- _Task goal_:
Take the line that contains "Would you kindly mark the small emblem" and every line after it in the material below, and quote them exactly.

--- --- ---

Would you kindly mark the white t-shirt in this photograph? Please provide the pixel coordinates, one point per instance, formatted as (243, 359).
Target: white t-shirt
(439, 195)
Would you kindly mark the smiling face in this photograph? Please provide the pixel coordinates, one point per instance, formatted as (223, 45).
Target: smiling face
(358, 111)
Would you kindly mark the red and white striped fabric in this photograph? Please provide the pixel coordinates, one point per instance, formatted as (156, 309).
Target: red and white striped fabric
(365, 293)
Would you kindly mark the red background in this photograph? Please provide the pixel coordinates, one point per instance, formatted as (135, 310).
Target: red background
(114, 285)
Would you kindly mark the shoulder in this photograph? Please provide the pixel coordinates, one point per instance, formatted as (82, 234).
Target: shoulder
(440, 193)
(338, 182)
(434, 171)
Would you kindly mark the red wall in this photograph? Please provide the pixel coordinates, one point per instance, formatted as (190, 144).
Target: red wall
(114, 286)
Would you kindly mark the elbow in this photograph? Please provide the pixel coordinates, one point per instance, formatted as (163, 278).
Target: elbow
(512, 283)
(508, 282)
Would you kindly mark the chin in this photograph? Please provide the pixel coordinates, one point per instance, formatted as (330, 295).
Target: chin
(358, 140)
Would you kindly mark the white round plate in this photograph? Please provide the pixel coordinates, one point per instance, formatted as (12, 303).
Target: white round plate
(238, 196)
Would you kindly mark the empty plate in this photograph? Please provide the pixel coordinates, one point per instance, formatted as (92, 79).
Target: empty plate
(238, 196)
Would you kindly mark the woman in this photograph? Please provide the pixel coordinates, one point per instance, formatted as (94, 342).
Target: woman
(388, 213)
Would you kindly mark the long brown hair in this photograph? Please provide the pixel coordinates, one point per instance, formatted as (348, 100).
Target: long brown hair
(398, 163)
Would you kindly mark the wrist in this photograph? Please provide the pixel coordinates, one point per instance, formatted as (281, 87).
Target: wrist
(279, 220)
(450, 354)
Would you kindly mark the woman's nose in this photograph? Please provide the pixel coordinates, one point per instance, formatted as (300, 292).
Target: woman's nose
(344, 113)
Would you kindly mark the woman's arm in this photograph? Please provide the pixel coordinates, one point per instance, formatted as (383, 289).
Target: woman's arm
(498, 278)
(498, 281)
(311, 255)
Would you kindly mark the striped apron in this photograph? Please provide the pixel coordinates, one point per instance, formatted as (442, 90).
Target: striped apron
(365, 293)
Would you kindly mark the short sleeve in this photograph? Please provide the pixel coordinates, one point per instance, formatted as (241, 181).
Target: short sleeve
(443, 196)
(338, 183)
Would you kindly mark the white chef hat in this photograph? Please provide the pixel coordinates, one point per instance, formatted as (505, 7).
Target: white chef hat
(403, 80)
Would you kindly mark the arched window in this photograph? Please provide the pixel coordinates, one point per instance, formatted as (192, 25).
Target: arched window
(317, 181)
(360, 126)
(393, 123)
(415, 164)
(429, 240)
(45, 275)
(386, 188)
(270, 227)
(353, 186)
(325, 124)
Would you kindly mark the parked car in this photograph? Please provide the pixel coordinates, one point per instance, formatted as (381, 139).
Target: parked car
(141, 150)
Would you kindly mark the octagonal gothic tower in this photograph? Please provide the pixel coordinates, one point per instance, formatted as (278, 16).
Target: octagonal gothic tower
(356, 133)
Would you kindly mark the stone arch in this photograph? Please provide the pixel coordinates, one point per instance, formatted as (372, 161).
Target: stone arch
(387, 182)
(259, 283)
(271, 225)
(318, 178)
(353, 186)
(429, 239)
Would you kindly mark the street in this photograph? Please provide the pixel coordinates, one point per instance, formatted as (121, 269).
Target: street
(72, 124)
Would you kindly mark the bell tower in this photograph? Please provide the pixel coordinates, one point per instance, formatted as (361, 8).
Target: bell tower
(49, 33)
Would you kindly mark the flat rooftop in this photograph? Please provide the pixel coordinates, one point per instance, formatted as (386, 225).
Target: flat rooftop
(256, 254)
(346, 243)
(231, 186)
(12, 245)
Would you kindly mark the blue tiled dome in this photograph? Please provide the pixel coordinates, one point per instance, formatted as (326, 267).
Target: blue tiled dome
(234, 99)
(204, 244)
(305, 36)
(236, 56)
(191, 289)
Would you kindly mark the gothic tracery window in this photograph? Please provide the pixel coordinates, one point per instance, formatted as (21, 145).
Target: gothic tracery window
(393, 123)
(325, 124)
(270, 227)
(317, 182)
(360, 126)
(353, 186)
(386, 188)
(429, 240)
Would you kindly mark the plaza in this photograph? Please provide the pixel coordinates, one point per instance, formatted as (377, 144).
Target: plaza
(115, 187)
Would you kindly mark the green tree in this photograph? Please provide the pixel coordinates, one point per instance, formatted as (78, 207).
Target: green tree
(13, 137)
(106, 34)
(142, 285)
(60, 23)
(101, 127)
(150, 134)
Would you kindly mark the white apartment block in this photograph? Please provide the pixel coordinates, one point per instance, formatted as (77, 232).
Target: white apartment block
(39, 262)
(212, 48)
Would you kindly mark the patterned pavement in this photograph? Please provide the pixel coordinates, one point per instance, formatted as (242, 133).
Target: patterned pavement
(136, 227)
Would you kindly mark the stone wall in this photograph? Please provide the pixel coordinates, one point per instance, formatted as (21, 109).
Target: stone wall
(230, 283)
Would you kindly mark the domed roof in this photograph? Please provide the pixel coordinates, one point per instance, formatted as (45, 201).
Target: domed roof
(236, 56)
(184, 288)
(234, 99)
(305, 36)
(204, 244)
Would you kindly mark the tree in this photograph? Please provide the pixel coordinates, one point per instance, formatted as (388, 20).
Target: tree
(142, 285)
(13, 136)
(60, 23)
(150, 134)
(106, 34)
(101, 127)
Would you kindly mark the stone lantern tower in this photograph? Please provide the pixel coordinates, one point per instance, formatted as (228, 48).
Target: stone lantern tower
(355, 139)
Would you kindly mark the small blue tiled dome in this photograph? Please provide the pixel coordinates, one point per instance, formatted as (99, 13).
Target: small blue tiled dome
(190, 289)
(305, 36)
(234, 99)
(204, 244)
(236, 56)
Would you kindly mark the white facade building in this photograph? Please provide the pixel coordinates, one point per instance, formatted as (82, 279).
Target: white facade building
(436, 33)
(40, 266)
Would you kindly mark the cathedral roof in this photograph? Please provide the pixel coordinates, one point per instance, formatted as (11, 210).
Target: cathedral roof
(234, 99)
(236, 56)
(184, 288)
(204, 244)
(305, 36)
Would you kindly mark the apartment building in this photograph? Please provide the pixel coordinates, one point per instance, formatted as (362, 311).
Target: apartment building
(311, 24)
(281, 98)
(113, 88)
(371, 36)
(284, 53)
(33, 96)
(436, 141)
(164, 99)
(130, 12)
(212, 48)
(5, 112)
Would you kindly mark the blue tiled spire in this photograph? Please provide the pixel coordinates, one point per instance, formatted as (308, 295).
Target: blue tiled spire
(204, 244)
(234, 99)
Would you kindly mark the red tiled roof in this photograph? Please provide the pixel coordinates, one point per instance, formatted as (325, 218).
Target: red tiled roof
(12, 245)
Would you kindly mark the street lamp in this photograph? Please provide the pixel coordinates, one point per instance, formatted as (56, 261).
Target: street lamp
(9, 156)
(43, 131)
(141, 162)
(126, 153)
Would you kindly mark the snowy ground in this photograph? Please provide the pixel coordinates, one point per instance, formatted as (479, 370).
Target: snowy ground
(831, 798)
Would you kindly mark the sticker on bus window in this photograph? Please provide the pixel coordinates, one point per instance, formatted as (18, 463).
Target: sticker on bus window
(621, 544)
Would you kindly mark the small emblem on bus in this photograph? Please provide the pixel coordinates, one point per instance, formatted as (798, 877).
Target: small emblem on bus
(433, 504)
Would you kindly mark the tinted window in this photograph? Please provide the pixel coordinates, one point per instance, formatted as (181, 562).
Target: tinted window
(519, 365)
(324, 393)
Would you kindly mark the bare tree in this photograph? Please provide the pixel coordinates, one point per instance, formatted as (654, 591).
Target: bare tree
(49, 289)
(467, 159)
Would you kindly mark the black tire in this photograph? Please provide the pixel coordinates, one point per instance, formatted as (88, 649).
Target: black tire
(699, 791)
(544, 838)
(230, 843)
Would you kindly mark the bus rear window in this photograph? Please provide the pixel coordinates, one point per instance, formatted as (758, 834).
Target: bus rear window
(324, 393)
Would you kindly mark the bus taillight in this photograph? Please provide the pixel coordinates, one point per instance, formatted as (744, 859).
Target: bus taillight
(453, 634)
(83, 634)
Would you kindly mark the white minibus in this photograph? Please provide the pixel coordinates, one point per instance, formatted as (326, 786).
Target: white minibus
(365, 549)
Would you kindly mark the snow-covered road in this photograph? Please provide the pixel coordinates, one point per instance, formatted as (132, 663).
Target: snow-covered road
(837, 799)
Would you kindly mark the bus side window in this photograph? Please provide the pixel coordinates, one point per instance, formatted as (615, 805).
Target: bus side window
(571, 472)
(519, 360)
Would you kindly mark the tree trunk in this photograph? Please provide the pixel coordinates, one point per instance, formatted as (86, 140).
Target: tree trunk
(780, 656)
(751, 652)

--- --- ---

- _Solution for this problem_:
Would you kindly mark the small emblem on bus in this photograph? Please provide the pixel coordinates, one point per instance, formatted as (798, 877).
Target: small emblem on bus
(433, 504)
Would you kindly mark the tinted window in this photograph? Please provide the pixel coordinates, one point per instance, formatted as (181, 562).
Target: tinted window
(519, 365)
(324, 393)
Would you kindly mark the bare tree in this photograph? Please provide the pixel coordinates, one point per instance, formatted as (654, 591).
Target: bare tree
(49, 289)
(467, 159)
Would you kindly mark the black tire in this photograph? Please provide the pixel coordinates, one point per instance, formatted as (88, 649).
Target: black tire
(699, 791)
(544, 838)
(230, 843)
Would you kindly mark the bus rear window in this photograph? Please provide the pixel coordinates, one point per instance, formatted as (758, 834).
Target: bus rear window
(324, 393)
Would you kindly mark the bus taillight in this photograph? Please provide the pixel coordinates, one point per instance, formatted as (744, 859).
Target: bus taillight
(453, 634)
(83, 634)
Would you kindly mark the white minibus in this photograph? Please provide the pixel coordinates, one point per instance, formatted as (326, 786).
Target: white minibus
(365, 549)
Would you kindly mark the snow-covered road in this photograph? Please provide the pixel coordinates, one point per instance, formatted as (132, 663).
Target: snow-covered road
(837, 799)
Would you kindly mark the bus side window in this photograph? Please provide the pixel coordinates, one point per instance, formatted as (615, 805).
Target: bus side window
(571, 472)
(519, 360)
Would you kindly mark the tree trunk in this photograph? Please provide the pixel coordinates, one point per instance, formatted as (86, 140).
Target: tree trunk
(780, 656)
(751, 652)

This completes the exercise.